Detection examples:
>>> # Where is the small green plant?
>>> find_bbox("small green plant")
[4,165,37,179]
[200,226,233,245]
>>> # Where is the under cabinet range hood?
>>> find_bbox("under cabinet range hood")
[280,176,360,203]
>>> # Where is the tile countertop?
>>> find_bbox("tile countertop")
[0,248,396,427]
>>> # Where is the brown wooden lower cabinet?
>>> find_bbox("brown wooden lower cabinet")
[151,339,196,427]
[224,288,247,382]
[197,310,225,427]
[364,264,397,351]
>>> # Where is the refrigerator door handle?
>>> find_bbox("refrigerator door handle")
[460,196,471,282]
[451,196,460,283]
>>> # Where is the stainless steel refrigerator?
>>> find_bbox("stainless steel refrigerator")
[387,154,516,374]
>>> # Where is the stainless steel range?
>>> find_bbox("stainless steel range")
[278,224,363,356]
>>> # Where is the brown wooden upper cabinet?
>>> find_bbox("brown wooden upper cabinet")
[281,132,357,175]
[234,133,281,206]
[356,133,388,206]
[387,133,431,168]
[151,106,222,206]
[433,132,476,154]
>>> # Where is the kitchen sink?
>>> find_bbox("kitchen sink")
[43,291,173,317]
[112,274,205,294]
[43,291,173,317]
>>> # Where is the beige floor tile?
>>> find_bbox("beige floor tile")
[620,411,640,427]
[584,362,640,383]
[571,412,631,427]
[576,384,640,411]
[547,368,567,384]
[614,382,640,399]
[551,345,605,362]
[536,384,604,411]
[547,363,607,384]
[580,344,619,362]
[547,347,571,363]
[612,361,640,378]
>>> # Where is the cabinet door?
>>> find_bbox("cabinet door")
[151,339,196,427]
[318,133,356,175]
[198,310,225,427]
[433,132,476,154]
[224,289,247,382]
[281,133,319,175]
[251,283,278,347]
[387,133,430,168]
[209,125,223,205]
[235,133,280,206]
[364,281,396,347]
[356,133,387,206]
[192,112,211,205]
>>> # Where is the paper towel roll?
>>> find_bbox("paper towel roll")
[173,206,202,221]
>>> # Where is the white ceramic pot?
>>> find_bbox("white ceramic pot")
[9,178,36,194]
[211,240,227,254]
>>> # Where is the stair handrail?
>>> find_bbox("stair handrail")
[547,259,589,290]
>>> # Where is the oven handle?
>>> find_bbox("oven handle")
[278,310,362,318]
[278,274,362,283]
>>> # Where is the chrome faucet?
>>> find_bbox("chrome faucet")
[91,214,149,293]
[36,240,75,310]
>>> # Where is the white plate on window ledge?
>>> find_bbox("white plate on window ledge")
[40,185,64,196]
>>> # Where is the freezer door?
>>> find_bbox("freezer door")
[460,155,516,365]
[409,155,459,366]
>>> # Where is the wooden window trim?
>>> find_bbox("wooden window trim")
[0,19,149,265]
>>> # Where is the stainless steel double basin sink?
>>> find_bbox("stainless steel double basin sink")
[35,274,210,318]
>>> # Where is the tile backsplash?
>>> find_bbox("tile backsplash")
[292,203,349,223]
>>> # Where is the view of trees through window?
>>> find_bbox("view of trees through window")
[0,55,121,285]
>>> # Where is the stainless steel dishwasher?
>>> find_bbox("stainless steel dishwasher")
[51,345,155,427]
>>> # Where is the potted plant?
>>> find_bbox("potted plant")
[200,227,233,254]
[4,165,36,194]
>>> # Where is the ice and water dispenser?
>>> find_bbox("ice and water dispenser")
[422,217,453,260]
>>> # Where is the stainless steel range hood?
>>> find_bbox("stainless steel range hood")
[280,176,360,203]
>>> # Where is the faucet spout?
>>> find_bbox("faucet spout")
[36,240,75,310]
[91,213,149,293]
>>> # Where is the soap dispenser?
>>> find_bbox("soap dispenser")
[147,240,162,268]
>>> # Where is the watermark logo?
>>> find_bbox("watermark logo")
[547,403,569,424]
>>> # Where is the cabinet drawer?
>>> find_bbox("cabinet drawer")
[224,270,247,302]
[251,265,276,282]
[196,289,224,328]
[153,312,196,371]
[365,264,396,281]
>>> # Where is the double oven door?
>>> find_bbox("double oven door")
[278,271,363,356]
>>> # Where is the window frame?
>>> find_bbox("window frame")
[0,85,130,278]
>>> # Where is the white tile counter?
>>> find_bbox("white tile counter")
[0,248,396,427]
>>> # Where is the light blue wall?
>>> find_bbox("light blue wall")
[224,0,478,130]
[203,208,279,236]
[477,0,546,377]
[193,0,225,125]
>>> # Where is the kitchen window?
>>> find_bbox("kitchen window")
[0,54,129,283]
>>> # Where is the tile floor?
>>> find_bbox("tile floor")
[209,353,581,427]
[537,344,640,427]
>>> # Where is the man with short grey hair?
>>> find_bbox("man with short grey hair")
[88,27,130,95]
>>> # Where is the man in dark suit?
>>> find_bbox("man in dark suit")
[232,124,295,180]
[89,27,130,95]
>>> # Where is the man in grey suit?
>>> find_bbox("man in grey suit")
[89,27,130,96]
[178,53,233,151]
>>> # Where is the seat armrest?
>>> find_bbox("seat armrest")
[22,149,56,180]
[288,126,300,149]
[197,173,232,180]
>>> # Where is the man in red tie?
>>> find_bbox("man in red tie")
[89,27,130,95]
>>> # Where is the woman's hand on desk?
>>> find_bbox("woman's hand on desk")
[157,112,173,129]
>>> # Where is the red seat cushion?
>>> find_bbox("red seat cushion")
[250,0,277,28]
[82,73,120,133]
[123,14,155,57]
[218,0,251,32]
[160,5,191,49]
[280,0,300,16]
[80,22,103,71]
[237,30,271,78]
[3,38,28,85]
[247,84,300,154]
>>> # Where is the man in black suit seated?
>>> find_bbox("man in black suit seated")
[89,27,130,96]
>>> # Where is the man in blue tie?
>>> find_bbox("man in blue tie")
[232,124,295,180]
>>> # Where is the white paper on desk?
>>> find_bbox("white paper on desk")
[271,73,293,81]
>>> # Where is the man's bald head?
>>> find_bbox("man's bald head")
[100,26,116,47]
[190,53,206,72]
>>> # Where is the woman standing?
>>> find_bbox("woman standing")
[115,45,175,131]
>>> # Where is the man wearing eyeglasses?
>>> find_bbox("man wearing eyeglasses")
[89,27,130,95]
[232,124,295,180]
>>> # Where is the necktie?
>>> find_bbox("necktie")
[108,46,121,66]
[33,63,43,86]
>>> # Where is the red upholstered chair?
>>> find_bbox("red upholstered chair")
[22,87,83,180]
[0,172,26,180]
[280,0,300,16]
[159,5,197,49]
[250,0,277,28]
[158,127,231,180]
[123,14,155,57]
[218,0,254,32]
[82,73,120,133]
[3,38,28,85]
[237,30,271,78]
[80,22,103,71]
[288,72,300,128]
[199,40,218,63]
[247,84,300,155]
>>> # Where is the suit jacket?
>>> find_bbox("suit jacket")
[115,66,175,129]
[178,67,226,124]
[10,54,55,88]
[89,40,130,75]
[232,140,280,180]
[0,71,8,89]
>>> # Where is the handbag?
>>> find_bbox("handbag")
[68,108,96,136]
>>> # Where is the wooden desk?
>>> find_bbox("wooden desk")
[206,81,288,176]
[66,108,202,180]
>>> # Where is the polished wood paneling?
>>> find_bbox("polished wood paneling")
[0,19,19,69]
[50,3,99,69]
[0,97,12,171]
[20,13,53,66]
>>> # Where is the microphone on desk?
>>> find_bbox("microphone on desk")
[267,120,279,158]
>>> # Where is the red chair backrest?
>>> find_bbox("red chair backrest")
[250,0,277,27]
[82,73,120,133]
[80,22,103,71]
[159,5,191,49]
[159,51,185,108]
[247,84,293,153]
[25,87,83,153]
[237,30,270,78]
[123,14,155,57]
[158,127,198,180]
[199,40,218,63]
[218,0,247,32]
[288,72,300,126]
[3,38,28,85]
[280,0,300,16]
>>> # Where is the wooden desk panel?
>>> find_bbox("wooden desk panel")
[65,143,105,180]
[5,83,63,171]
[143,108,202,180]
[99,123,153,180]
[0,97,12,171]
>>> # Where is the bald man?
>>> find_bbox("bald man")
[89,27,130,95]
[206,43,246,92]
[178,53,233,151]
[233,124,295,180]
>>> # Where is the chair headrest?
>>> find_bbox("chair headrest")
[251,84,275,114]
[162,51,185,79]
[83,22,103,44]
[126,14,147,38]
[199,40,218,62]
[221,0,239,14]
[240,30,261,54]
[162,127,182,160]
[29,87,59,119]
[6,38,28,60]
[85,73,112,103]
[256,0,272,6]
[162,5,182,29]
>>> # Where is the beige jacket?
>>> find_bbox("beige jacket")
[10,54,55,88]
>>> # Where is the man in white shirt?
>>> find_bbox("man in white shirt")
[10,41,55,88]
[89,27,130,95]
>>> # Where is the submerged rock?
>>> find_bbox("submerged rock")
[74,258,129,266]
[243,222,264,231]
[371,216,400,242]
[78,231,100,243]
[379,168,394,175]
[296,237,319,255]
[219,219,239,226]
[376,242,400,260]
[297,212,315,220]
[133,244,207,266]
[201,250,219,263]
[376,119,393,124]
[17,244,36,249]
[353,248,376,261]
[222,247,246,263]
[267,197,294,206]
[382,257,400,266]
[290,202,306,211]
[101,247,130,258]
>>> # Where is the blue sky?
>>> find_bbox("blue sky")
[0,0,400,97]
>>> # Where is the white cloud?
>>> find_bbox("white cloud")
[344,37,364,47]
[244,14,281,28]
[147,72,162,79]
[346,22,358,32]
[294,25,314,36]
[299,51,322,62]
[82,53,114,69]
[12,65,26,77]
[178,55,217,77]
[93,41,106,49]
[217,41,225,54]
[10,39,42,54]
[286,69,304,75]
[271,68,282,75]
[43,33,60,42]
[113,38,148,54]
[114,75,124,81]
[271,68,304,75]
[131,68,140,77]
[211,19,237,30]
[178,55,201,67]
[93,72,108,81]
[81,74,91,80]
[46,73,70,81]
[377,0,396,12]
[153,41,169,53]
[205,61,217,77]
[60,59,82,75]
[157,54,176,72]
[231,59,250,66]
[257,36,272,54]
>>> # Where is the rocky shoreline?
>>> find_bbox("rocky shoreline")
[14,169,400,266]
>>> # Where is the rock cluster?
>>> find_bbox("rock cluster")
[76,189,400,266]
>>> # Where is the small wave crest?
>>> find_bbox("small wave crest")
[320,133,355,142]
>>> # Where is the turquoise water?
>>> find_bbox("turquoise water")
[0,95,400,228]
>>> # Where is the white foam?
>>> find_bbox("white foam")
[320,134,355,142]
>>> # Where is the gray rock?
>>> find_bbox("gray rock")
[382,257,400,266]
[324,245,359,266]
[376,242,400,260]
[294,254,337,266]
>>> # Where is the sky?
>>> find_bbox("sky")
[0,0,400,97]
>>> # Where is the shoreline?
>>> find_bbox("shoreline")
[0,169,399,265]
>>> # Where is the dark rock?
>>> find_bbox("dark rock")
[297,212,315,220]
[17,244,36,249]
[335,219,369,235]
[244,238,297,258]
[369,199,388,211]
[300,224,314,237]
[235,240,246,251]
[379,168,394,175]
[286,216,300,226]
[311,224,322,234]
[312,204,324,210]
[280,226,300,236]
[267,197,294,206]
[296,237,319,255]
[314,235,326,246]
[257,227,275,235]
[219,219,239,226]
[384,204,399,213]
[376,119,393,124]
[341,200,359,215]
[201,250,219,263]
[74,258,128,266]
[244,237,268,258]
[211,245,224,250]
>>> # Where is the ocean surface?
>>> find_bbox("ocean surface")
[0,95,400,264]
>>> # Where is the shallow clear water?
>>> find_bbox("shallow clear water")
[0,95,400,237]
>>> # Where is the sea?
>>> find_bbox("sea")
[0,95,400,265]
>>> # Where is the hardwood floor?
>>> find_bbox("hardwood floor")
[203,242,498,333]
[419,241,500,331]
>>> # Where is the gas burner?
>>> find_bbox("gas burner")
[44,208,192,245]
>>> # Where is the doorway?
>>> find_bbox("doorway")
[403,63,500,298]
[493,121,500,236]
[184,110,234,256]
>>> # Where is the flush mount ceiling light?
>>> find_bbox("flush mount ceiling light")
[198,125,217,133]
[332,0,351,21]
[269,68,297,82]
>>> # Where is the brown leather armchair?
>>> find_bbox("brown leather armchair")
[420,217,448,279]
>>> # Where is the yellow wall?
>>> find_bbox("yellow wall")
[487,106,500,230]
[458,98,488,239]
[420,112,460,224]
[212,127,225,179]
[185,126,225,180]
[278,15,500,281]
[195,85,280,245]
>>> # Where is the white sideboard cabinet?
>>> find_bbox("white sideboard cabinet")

→ **Task instructions**:
Reproduce verbatim the items from the line containing "the stair handrail?" through the line containing "[0,85,130,278]", both lines included.

→ **Solution to this task**:
>>> # Where is the stair handrail?
>>> find_bbox("stair handrail")
[547,259,589,290]
>>> # Where is the oven handle?
>>> find_bbox("oven handle")
[278,310,362,318]
[278,274,362,283]
>>> # Where is the chrome faucet?
>>> find_bbox("chrome faucet")
[91,214,149,293]
[36,240,75,310]
>>> # Where is the white plate on window ledge?
>>> find_bbox("white plate on window ledge")
[40,185,64,196]
>>> # Where is the freezer door?
>>> find_bbox("freezer door")
[460,155,516,365]
[409,155,459,366]
>>> # Where is the wooden window trim?
>>> find_bbox("wooden window trim")
[0,19,149,265]
>>> # Where is the stainless steel double basin sink?
>>> find_bbox("stainless steel double basin sink")
[35,274,210,318]
>>> # Where is the tile backsplash?
>>> find_bbox("tile backsplash")
[292,203,349,223]
>>> # Where is the view of trees through window?
>>> find_bbox("view of trees through window")
[0,55,121,285]
>>> # Where is the stainless steel dishwasher?
>>> find_bbox("stainless steel dishwasher")
[51,345,155,427]
>>> # Where is the potted plant?
>>> find_bbox("potted plant")
[200,227,233,254]
[4,165,36,194]
>>> # Where is the ice and water dispenser?
>>> find_bbox("ice and water dispenser")
[422,217,453,260]
>>> # Where is the stainless steel range hood?
>>> find_bbox("stainless steel range hood")
[280,176,360,203]
>>> # Where is the faucet spout?
>>> find_bbox("faucet spout")
[36,240,75,310]
[91,213,149,293]
>>> # Where is the soap dispenser?
>>> find_bbox("soap dispenser")
[147,240,162,268]
>>> # Where is the watermark logo?
>>> find_bbox("watermark logo")
[547,403,569,424]
>>> # Where is the cabinet drawer?
>>> find_bbox("cabinet drawer")
[224,270,247,302]
[251,265,276,282]
[196,289,224,328]
[153,312,196,371]
[365,264,396,281]
>>> # Where is the double oven door?
>>> find_bbox("double oven door")
[278,271,363,356]
>>> # Where is the window frame?
>>> find_bbox("window frame")
[0,85,130,278]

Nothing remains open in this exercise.